**Requirement:**
List every line in the data below that contains the word "Target", counting only matches with the same capitalization.

# # # # # # #

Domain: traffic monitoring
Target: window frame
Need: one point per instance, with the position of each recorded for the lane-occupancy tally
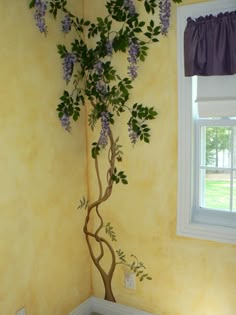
(190, 223)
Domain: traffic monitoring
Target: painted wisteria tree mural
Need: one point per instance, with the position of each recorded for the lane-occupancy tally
(92, 80)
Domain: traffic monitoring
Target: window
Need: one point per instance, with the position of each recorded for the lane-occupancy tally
(207, 144)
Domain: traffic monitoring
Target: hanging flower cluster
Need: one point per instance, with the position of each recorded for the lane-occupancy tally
(164, 14)
(39, 15)
(132, 135)
(109, 48)
(103, 139)
(132, 59)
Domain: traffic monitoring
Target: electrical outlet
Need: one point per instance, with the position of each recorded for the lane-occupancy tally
(22, 311)
(130, 280)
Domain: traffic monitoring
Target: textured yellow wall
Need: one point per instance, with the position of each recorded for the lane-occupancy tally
(189, 276)
(43, 257)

# # # # # # #

**Task result:**
Target: window frame
Target: painted wisteria tree mural
Target: window
Target: hanging flower cluster
Target: electrical outlet
Target: textured yellow wall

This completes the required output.